Items listed in a dataset
****************

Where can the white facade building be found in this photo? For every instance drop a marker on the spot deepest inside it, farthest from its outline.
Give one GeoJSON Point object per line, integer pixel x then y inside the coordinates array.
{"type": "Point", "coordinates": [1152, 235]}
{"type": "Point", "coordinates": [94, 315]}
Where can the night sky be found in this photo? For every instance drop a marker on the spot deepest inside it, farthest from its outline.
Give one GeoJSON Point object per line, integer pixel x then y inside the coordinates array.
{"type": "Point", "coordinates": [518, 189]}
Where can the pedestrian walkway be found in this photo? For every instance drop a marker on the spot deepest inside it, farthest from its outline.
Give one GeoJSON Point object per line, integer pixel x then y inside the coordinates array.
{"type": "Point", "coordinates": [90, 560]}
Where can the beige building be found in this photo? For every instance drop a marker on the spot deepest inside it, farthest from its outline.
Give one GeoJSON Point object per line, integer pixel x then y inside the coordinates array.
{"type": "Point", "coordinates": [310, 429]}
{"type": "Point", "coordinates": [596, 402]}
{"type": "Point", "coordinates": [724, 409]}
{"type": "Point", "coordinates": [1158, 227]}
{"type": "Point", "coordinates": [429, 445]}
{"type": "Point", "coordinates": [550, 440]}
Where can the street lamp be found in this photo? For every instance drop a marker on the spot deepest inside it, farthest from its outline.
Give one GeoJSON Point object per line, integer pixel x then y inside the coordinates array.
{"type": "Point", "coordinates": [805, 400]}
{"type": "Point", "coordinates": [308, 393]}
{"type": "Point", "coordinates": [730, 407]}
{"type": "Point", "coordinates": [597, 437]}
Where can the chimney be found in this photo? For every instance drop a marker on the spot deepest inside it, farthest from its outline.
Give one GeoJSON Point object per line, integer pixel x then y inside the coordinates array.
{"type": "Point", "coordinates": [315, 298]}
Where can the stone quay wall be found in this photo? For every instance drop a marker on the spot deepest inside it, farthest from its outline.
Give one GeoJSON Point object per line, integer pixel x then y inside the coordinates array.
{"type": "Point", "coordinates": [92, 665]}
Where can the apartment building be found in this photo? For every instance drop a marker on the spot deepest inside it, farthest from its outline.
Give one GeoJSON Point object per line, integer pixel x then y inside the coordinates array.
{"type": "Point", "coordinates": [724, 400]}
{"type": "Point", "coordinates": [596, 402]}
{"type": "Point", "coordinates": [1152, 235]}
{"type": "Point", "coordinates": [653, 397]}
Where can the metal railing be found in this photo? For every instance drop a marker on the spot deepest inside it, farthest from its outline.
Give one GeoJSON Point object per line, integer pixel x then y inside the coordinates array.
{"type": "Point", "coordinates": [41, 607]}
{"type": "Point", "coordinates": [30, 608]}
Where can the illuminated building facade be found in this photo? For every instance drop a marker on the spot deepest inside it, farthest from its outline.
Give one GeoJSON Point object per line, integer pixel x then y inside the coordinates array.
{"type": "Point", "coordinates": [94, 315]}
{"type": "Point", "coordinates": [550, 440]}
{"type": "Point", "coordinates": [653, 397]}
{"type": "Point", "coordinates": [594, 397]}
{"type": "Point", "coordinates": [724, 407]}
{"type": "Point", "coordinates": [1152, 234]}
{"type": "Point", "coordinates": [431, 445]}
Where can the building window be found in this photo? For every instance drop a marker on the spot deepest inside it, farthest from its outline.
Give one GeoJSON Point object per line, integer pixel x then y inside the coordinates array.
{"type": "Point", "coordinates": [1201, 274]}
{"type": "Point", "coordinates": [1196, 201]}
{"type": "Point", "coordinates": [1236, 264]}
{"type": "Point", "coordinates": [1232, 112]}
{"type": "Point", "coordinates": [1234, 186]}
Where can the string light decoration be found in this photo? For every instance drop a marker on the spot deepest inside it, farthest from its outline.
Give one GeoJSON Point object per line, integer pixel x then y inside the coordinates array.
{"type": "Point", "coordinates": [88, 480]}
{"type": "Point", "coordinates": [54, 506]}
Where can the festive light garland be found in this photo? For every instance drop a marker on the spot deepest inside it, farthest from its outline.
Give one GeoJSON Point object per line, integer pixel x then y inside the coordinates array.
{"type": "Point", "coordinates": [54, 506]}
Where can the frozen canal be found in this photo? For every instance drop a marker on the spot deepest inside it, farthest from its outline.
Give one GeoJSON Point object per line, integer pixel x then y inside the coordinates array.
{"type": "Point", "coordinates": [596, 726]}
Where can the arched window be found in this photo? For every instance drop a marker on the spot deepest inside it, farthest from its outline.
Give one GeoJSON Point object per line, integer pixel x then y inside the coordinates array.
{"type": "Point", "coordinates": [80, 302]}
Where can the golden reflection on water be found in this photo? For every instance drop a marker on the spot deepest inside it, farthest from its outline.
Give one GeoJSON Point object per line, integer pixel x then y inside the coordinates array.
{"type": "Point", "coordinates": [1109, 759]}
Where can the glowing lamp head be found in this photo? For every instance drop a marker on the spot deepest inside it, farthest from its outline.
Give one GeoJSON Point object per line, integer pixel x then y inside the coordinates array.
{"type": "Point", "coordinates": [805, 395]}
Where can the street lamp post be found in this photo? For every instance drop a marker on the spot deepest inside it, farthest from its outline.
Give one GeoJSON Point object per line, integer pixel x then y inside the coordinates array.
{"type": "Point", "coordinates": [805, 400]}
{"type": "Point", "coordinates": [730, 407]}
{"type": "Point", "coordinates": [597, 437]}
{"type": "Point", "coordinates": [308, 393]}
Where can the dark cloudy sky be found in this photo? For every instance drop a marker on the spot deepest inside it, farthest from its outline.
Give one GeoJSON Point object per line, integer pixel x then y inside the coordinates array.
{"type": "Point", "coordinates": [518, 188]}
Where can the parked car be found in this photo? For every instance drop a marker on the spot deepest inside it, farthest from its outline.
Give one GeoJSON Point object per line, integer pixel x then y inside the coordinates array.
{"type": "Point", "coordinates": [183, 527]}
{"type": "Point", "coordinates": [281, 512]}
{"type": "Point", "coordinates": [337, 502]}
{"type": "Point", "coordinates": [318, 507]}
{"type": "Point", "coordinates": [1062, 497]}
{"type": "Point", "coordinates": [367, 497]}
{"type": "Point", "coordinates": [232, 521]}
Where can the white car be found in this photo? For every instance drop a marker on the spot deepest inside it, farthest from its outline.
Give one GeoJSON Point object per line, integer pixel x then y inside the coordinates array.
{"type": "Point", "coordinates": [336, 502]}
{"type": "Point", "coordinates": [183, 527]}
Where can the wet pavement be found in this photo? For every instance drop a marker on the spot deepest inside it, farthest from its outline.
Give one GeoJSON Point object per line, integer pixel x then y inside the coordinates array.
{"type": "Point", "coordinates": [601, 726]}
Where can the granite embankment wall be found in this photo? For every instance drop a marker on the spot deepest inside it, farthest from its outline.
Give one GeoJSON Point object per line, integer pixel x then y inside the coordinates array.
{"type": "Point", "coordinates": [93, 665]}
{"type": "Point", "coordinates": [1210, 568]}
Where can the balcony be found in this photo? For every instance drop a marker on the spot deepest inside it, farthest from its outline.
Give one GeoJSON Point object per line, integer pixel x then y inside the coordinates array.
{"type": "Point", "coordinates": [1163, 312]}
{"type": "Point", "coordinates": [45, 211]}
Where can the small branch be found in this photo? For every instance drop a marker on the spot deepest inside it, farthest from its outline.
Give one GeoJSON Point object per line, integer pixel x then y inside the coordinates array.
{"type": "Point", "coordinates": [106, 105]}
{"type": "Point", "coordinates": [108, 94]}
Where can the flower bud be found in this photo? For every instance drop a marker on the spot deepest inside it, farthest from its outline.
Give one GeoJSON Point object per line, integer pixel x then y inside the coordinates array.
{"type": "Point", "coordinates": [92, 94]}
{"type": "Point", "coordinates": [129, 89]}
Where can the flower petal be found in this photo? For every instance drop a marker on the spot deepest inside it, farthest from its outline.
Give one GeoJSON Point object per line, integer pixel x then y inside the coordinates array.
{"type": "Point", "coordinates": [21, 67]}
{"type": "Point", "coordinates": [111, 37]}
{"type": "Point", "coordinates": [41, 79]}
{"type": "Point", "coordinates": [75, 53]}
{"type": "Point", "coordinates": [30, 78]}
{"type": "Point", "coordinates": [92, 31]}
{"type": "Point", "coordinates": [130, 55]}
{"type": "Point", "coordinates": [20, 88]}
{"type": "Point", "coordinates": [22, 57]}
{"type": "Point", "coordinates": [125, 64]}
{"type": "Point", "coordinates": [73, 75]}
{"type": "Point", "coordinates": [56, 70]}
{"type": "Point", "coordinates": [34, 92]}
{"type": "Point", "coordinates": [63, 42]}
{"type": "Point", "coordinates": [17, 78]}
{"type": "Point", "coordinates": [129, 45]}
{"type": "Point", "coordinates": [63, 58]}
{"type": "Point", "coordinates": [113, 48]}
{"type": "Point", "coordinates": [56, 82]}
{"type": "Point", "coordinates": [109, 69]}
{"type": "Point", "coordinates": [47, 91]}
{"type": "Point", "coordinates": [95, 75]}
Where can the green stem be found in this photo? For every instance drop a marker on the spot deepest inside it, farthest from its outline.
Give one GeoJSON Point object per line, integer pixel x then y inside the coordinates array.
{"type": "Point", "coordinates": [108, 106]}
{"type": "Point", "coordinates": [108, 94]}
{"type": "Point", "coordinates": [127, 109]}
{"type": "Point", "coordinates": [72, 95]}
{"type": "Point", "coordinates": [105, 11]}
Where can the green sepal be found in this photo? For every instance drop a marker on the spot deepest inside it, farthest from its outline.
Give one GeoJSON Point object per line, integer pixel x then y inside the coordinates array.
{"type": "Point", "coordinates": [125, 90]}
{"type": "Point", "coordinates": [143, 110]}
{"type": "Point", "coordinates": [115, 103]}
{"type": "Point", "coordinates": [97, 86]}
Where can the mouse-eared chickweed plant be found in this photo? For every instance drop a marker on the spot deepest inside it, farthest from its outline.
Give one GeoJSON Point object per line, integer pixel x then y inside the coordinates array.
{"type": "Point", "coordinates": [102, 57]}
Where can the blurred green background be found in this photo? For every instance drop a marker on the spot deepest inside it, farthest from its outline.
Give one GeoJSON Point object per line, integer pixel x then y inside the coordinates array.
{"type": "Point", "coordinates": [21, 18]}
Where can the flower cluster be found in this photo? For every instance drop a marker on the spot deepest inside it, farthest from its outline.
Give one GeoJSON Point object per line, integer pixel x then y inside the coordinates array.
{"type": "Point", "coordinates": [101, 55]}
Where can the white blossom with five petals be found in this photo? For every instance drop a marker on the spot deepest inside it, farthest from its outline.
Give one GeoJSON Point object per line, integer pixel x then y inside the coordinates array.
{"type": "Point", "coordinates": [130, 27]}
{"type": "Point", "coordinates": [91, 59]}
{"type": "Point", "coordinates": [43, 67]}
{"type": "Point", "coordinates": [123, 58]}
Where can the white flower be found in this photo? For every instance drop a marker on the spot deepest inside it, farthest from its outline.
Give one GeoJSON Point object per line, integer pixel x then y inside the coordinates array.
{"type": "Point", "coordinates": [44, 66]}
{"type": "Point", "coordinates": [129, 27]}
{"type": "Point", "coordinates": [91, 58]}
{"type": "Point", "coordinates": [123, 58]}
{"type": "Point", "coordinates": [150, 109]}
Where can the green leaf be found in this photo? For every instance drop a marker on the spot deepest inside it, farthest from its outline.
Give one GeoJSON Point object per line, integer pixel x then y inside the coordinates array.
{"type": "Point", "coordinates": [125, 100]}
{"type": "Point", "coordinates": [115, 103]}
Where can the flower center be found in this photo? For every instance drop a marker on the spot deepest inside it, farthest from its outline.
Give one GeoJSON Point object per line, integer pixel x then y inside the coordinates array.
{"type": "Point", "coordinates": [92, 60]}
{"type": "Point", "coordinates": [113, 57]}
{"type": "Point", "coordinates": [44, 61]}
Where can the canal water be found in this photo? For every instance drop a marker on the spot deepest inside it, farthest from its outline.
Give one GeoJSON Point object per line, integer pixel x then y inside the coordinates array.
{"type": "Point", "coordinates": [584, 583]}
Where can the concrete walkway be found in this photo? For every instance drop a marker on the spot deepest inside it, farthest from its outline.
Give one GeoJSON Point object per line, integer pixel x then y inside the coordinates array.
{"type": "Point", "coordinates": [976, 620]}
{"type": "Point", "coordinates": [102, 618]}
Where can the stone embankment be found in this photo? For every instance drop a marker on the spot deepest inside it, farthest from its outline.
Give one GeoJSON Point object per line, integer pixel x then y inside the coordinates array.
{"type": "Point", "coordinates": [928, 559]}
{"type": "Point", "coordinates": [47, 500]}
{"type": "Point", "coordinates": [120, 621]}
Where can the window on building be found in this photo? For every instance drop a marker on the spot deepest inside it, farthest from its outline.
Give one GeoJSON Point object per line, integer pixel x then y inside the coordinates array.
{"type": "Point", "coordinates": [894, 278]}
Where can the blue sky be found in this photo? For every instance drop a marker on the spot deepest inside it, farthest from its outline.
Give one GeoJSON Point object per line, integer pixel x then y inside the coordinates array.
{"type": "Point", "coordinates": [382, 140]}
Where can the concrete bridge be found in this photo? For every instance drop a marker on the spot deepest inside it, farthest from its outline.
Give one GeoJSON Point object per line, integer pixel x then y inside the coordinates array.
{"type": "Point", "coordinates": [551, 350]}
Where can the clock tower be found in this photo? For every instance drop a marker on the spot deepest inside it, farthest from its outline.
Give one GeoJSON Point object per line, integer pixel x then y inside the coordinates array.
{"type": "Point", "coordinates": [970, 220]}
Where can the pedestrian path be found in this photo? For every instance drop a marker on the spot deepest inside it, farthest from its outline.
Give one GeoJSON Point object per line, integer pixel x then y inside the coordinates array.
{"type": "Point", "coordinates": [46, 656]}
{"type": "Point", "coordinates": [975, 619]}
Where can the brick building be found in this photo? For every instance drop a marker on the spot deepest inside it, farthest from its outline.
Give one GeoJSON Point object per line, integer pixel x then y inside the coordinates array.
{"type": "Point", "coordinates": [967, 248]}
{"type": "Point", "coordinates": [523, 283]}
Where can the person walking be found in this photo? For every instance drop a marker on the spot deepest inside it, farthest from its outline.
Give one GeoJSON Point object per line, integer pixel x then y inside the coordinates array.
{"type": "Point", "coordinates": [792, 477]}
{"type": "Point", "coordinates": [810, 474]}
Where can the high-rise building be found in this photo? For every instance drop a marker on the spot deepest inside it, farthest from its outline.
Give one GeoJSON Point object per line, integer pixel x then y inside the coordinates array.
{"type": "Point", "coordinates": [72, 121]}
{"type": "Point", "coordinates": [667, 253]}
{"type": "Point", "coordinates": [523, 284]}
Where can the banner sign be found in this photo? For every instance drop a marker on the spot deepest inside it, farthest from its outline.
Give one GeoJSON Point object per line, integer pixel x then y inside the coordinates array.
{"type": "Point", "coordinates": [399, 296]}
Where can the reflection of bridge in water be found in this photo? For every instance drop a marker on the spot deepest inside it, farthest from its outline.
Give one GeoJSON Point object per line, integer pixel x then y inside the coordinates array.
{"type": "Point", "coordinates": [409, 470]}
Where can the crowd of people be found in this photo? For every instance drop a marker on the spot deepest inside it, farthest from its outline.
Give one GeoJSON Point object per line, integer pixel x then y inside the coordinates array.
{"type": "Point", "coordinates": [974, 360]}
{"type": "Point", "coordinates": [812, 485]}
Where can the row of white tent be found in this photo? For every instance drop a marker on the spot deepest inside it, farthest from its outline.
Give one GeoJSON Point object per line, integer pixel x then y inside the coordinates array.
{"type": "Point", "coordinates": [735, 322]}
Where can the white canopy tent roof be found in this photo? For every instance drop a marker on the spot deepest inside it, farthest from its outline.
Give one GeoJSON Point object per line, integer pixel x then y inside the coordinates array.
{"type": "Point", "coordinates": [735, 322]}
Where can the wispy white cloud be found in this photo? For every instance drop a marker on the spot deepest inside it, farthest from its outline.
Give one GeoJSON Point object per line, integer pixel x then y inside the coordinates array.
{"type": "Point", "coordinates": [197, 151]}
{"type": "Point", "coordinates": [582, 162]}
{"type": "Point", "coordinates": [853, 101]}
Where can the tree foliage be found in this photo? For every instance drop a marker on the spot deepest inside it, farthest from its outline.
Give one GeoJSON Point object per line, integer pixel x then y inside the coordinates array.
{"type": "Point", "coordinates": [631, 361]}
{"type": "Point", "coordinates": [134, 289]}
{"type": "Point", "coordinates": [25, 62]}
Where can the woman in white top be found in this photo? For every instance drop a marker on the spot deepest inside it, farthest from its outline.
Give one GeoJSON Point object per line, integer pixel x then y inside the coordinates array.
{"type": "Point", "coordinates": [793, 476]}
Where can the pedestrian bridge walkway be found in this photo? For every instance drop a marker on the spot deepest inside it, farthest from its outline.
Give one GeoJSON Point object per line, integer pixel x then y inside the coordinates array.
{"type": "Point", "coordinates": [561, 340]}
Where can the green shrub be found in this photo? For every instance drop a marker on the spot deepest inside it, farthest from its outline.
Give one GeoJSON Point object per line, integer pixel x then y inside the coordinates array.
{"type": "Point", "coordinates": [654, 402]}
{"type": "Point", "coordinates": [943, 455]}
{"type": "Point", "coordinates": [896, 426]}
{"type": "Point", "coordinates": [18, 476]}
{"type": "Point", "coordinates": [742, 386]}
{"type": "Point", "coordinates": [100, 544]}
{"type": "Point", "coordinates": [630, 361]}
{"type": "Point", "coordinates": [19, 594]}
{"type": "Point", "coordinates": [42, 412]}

****************

*Required task*:
In the records above, find the line containing "Where can the pedestrian bridge"; please retype it and every line after it through the last line, exactly and with nothing else.

*Answer for the task*:
Where can the pedestrian bridge walkway be found in this photo? For every instance drop a marker on the spot deepest inside it, farthest from its outline.
Give one GeoJSON Point object per line, integer pixel x then y inside the coordinates array.
{"type": "Point", "coordinates": [561, 340]}
Where can the green shrub be found in this photo? For every instance drop a marker on the spot deepest inside it, farthest from its outline.
Give one GeoJSON Point object per line, integer pixel x then y inside the coordinates array.
{"type": "Point", "coordinates": [654, 402]}
{"type": "Point", "coordinates": [943, 455]}
{"type": "Point", "coordinates": [896, 426]}
{"type": "Point", "coordinates": [18, 476]}
{"type": "Point", "coordinates": [742, 386]}
{"type": "Point", "coordinates": [100, 544]}
{"type": "Point", "coordinates": [630, 361]}
{"type": "Point", "coordinates": [19, 594]}
{"type": "Point", "coordinates": [42, 412]}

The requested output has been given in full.